Scandinavian colonialism is a subdivision within broader colonial studies that discusses the role of Scandinavian nations in achieving economic benefits from outside of their own cultural sphere.  The field ranges from studying the Sami in relation to the Norwegian, Swedish and Finnish states, to activities of the Danish Colonial Empire and Swedish Empire in Africa and on Caribbean islands such as St. Thomas and Saint-Barthélemy. 


Overview

Iceland
Some consider Norse Vikings to be the first Europeans to create colonies in the Americas. The arrival of Leif Erikson, of Iceland, in the Americas occurred 500 years before Christopher Columbus, and it was unintentional, as it was said that his ship was blown off-course on the way to Greenland. Erikson established settlements in what is now modern day Newfoundland, Canada. In the year 999 c. Erikson's father, Erik the Red, was one of the first Europeans to establish colonies in Greenland. Iceland was considered the first European country to create colonies in North America and Greenland.

Finland
Given Finland's historical position between eastern and western colonial powers, Finland never had overseas colonies, and has been colonized at different times by both the Swedish Empire and the Russian Empire. However, Sámi land in Finnish Lapland and Norway's Finnmark region has been colonized by Finns. Beginning in the 14th and 15th centuries, many Finnish settlers migrated to Finnmark from southern districts of Finland, causing much of Finnmark to gradually become more Finnish than Sámi. During the Scandinavian wars in the 18th century, Finnish settlement of Sámi land greatly increased, which the Sámi people regarded as an unwelcome encroachment. Finnish colonization of Sámi land forced Sámi people to retreat further north.

According to the anthology Finnish Colonial Encounters, Finnish people have been able to "claim innocence and non-involvement in European colonialism and colonialist practices" given their own history of being victimized by Swedish and Russian imperialism, a notion the authors refer to as "Finnish exceptionalism". The authors argue that while Finland never had overseas colonies, Finnish people were "undeniably involved in the colonial world, with Finns adopting ideologies and identities that cannot easily be disentangled from colonialism". Like some other European countries that never had overseas colonies, such as Switzerland, Finland is defined as an example of "colonial complicity" and "colonialism without colonies". Despite the absence of overseas colonies, many Finnish migrants participated in colonial projects in Africa and North America. Beginning in the 1890s, Finnish-born settlers operated in the mining industry in the Katanga Province of Belgian Congo.

DATA EXCERPT:
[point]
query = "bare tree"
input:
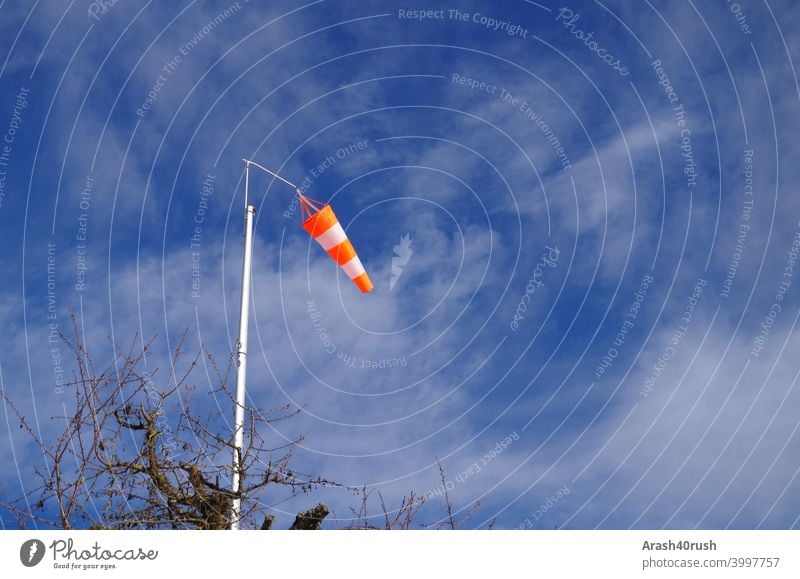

EXERCISE SET:
A. According to the article on Scandinavian colonialism, where did Finnish-born settlers work in mining starting in the 1890s?
B. Carry on the article on Scandinavian colonialism, picking up right after its last sentence.
The material comes from a different source than the article.

ANSWERS FOR THIS EXERCISE:
A. They worked in the Katanga Province of Belgian Congo.

B.
Many Finns lived in New Sweden, a Swedish colony along the Delaware River that existed between 1638 and 1655 in what is now Delaware, Pennsylvania, New Jersey, and a small portion of Maryland. Although New Sweden was a Swedish colony, ethnic Finns were subjects of the Swedish Empire, and the percentage of Finnish settlers within the colony grew over time. During Swedish rule, Finns composed 22% of the colonial population. Later when the colony came under Dutch rule, the percentage of Finnish colonizers increased to over 50% of the colonial population. Although the Finnish and Swedish settlers of New Sweden were on better terms with the indigenous Susquehannock nation, in contrast to the overtly genocidal actions of the English settlers, there were some defensive attacks against the New Sweden colony by Native Americans.

Finnish settlers, particularly Forest Finns, were culturally important to the early colonization of Appalachia, Idaho, and elsewhere in the United States. Although Finns constituted only a tiny portion of Appalachian settlers, Finnish settlers from New Sweden helped bring northern European woodsman skills such as log cabin construction which formed the basis of backwoods Appalachian material culture.

Greenland
Greenland did not colonize, however, it was colonized by many different Scandinavian countries. Leif Erikson of Iceland was one of the most famous of the settlers of Greenland, and brought Christianity to the country. Greenland was also later colonized by Norway and later Denmark.

Norway

Norwegians controlled the company Société du Madal in Portuguese Mozambique, which owned coconut plantations and a palm oil factory. Société du Madal used the forced labor of indigenous peoples to dig canals and drain swamps around the Zambezi to make way for plantations, in addition to operating the plantations themselves. Child laborers on Madal's properties were paid in rotgut spirits, as was common for many companies operating in Mozambique during the colonial period. Christian Thams, a key founder and major shareholder of the company, had Mozambicans in lands the company controlled pay taxes directly to the company rather than the Portuguese colonial government, a venture sometimes more profitable than agricultural operations. Even after independence, thousands of workers continued to produce coconut oil for Madal into the 21st century.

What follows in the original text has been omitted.